→ Extracted text
____________

I'll bring in the colour codes to match and get the patches taken care of first, then decide on if we're going to roll the whole wall in the same colour or a different colour.


----------



## princelake (Feb 19, 2012)

like oh'mike said you can "dry" roll the patches with the wall color. then do 2 coats. i myself am to much of a whimp to do it on a fresh patch. i always prime, dry roll then 2 coats to be sure but i see guys dry roll the wall color on the patch without priming then 2 coats. 
all rollers give the paint a different texture and if yours isnt exactly what was used to begin with then yes you will get a flash/ odd looking spot on the wall. i say you can try just the spot with what you got but it probably wont look right and you'll have to paint the entire wall to the next corner. 
everyone on here just wants to see you do an awesome job where theres no flashes on the wall and it looks like a pro did it so going that extra mile doing the extra work will have the best results.


----------



## princelake (Feb 19, 2012)

did you give them a really good shake and stir? if so and they are still poo then yes get the codes and get new paint. hear in ontario canada we have local disposal depots where they properly dispose of paint, oil,chemicals, etc. you'll have to see what is in your local area. 

mix all the old paint together to make a new awesome looking paint for your walls.


----------



## user1007 (Sep 23, 2009)

DIYguy2000 said:


> New question. How do you properly dispose of paint?  I know the stores will take back the empty cans as long as they're dry, but what if the can is more than half full?


Excellent question and this has not come up in awhile. 

As the person who had to sort out hundreds of pints, quarts and gallons of stuff for a ReStore DO NOT DUMP YOUR WASTE ON THE HABITAT FOR HUMANITY LOADING DOCK UNDER COVER OF DARKNESS!!!! Doing so is just plain tacky and uncaring. However, if the paint is just excess and is useable the ReStore may take it. Call first. We had to stop taking from homeowners for awhile until we got things sorted out. 

It varies from community to community but many trash hauling and recycling operations will take latex, etc. cans if the remaining paint in them is dried out. You can speed this with cat litter---or they sell additives. When I lived in the twin cities of Chimpanzee-Banana, Champaign wouldn't take cans but Urbana would. So you have to ask. I think some people cheated and put out oil based paints and the guys are not going to stop to read labels as they pick up trash and recycling at 3 in the morning. Frankly, many do not read English anyhow.

____________

(Entries from a data source)

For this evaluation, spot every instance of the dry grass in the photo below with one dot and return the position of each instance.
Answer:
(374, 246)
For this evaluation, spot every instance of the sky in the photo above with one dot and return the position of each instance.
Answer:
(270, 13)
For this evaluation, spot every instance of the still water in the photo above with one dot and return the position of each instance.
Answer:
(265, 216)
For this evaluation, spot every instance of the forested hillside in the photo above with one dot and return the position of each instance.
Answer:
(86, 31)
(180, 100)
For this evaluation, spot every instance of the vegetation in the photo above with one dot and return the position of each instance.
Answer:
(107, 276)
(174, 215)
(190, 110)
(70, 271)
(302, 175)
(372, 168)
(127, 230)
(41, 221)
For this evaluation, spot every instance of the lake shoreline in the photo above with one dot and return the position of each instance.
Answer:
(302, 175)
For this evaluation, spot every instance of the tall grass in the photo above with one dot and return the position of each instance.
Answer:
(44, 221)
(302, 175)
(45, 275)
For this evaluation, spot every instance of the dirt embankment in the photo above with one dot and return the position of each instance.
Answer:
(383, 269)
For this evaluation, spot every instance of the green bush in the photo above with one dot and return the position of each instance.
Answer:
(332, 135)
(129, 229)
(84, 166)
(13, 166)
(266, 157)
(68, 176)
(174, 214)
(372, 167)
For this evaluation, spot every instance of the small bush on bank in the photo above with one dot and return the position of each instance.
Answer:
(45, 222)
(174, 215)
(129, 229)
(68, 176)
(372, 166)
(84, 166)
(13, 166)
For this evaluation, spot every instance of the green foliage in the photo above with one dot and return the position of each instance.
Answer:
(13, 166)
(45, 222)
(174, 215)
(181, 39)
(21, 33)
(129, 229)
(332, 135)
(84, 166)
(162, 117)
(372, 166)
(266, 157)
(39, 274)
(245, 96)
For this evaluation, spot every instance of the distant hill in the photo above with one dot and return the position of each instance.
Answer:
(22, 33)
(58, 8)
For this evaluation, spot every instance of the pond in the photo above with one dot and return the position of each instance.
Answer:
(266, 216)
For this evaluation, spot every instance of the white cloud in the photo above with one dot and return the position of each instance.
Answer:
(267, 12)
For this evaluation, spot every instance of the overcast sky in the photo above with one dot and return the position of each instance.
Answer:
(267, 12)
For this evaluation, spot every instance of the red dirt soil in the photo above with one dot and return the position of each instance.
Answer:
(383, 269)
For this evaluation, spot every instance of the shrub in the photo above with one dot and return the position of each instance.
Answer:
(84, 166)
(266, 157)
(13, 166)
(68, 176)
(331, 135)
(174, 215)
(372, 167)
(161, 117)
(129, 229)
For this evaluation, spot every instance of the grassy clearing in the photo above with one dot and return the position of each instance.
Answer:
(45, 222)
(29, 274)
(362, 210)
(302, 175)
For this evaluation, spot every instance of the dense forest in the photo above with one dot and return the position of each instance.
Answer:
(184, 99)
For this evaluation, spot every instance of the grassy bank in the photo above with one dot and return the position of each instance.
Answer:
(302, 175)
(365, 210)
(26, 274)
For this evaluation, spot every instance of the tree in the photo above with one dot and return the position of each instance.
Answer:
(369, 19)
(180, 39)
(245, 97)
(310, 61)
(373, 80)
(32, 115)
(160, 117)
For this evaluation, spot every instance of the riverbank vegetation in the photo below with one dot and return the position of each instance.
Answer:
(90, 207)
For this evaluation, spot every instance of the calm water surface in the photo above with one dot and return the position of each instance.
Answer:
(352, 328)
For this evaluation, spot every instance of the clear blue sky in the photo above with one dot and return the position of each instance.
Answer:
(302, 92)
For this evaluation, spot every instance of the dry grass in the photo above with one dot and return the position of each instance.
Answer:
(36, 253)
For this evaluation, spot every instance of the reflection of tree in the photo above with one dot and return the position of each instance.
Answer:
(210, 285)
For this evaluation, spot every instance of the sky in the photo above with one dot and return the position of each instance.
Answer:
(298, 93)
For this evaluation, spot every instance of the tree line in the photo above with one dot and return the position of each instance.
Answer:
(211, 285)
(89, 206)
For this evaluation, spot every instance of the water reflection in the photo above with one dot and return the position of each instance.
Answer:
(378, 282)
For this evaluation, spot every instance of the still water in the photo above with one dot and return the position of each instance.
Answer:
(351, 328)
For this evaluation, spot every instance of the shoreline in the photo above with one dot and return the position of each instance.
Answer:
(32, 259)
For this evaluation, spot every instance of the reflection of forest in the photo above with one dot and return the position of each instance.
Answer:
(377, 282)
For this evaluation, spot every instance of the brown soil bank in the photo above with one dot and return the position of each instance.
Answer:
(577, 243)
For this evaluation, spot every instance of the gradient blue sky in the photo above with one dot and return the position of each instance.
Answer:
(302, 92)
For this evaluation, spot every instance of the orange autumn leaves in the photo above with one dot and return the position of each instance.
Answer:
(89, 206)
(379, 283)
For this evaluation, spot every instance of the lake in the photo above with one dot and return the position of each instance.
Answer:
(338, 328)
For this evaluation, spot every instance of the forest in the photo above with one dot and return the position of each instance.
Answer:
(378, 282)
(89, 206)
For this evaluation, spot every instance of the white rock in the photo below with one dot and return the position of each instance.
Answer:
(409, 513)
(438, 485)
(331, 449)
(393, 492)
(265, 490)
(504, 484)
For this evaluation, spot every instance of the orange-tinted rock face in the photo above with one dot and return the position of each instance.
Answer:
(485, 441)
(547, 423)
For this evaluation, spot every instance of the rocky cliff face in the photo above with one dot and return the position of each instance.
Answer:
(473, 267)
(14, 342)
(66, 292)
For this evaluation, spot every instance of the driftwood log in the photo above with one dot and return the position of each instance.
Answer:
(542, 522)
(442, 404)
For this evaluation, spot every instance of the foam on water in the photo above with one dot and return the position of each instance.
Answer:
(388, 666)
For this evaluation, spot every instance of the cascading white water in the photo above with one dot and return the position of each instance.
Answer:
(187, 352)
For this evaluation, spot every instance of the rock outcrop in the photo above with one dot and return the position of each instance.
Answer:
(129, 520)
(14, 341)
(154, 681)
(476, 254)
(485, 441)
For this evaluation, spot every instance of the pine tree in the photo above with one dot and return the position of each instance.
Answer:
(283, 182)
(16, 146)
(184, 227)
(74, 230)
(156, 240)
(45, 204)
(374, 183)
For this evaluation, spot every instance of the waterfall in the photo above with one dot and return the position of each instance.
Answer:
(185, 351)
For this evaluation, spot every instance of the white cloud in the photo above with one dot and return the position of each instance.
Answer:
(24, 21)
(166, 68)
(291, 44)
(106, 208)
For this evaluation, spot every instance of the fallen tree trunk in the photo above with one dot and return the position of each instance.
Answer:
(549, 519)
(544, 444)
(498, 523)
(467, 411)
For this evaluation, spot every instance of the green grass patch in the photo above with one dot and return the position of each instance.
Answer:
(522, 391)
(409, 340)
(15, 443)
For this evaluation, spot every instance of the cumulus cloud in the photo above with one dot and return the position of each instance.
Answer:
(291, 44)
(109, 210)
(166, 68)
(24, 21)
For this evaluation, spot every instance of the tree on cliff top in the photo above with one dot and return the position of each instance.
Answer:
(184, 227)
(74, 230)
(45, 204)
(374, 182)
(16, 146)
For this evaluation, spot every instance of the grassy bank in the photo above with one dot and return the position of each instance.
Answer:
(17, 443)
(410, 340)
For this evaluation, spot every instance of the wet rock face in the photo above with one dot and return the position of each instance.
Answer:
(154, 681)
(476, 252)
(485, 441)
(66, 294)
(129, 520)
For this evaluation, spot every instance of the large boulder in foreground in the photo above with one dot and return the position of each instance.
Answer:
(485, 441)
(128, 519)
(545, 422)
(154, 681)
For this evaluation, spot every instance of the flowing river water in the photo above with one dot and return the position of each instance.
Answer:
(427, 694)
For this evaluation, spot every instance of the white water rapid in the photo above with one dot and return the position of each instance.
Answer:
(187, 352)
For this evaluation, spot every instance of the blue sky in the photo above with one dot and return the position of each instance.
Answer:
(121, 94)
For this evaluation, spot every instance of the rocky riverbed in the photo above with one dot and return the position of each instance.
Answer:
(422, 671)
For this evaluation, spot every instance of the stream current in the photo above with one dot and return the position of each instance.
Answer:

____________

→ Action item
Write out the part of the forum thread on paint from "all rollers give" up to and including "your local area.". The entries have no role here.

→ Output for this task
all rollers give the paint a different texture and if yours isnt exactly what was used to begin with then yes you will get a flash/ odd looking spot on the wall. i say you can try just the spot with what you got but it probably wont look right and you'll have to paint the entire wall to the next corner. 
everyone on here just wants to see you do an awesome job where theres no flashes on the wall and it looks like a pro did it so going that extra mile doing the extra work will have the best results.


----------



## princelake (Feb 19, 2012)

did you give them a really good shake and stir? if so and they are still poo then yes get the codes and get new paint. hear in ontario canada we have local disposal depots where they properly dispose of paint, oil,chemicals, etc. you'll have to see what is in your local area.